## TASK BRIEF
Lift out all lines below that contain "boulder".

## RECORDS PROVIDED
★ ★ ★ ★ ★
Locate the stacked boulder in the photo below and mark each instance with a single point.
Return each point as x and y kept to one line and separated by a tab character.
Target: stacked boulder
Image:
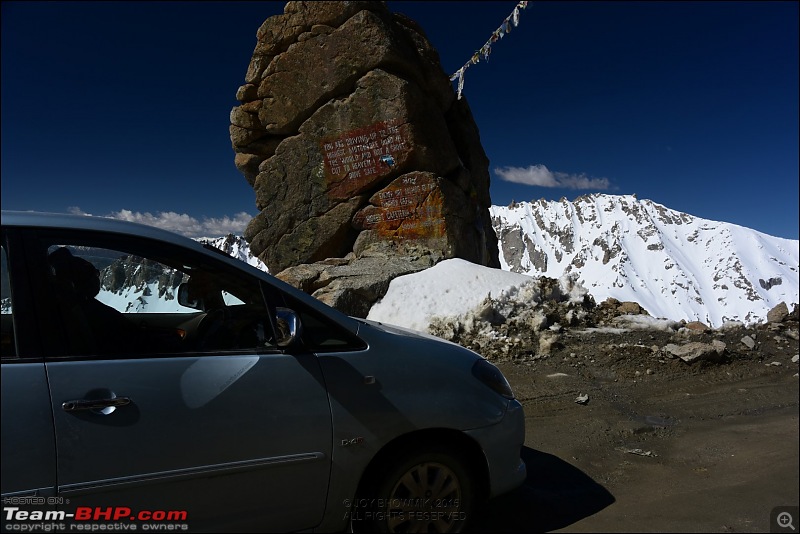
351	136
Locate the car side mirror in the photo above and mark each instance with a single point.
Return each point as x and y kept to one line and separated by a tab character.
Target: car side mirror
289	328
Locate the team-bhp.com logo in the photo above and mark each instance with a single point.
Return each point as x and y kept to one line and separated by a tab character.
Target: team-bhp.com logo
92	518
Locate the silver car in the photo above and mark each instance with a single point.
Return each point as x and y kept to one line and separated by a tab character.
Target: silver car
150	380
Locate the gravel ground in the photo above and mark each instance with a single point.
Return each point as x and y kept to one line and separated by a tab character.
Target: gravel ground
624	437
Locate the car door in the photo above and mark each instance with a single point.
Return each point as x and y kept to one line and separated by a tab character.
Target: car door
26	424
224	435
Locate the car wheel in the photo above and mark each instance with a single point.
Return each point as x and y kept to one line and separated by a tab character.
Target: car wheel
420	492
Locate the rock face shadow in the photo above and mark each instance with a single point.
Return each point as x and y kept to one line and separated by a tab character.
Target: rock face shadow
555	494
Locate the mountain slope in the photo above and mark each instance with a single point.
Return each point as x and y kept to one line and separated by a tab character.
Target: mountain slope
675	265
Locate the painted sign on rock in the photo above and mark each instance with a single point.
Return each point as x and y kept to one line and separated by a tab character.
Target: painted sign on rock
355	159
409	207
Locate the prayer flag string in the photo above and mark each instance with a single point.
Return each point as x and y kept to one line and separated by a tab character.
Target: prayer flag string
486	49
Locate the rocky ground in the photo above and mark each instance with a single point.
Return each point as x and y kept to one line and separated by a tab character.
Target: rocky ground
675	427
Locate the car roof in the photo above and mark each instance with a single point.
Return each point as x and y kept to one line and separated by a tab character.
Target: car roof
90	222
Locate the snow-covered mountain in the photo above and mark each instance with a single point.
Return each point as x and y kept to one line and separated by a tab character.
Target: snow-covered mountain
675	265
235	246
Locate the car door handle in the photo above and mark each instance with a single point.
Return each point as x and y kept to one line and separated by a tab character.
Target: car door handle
94	404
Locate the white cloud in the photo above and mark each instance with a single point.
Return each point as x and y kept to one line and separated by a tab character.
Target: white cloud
183	224
541	176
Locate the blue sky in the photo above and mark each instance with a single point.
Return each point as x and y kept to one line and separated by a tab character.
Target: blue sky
123	107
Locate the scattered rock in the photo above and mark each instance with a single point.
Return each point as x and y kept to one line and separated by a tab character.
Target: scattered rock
697	351
778	314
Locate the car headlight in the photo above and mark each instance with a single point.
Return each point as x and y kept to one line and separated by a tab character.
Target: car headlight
492	377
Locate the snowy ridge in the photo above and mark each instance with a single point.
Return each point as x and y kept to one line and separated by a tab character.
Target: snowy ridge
675	265
236	247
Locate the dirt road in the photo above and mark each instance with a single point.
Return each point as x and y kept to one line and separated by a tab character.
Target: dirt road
658	445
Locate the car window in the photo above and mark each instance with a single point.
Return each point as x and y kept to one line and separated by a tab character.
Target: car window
7	344
125	301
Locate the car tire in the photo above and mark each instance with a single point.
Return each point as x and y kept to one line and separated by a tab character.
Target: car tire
421	491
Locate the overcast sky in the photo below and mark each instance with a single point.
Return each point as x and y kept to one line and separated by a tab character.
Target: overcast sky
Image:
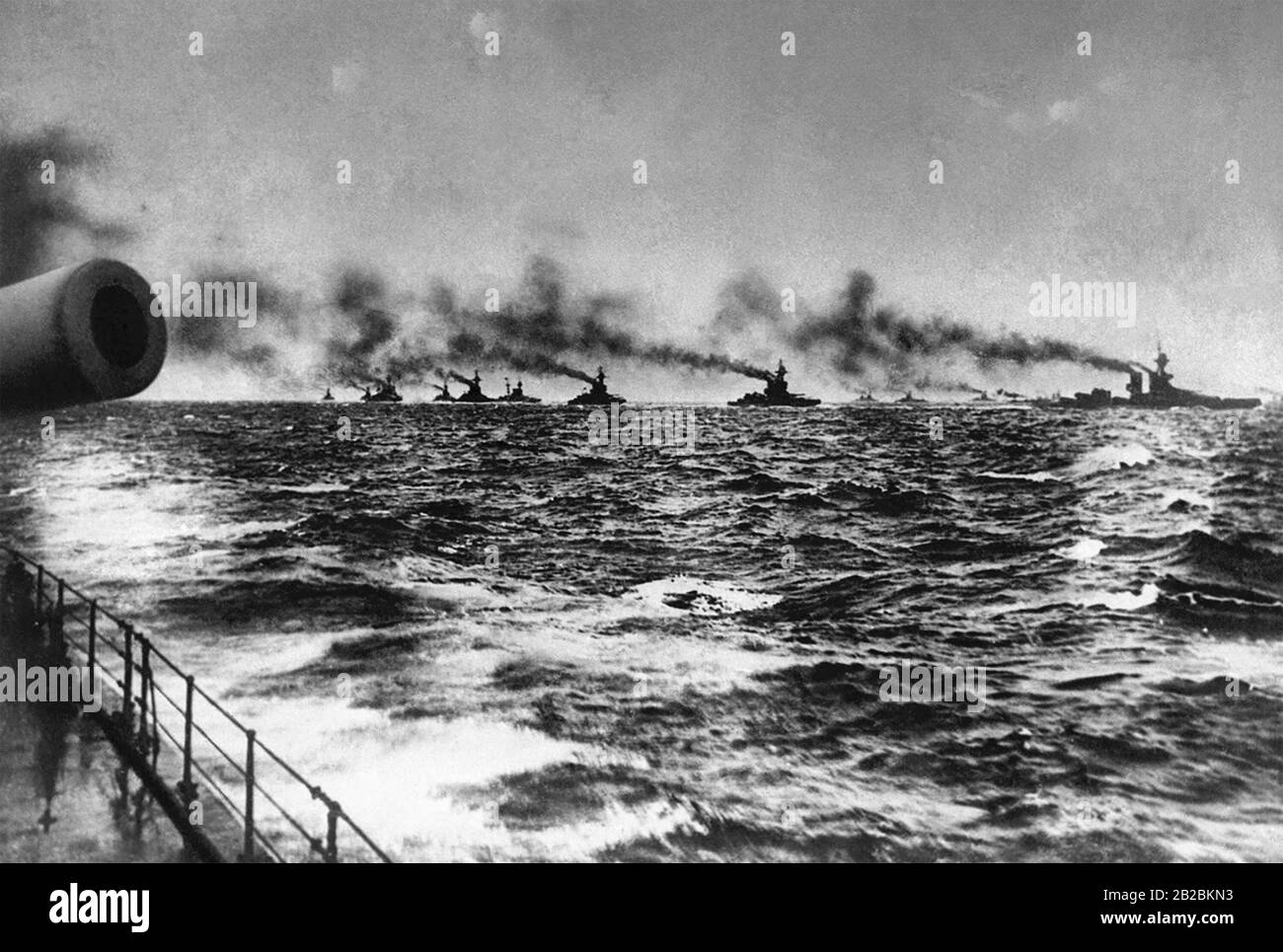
★ ★ ★ ★ ★
## EXERCISE RESULT
Locate the stacked boulder in the photo below and mark each instance with a single point.
Target: stacked boulder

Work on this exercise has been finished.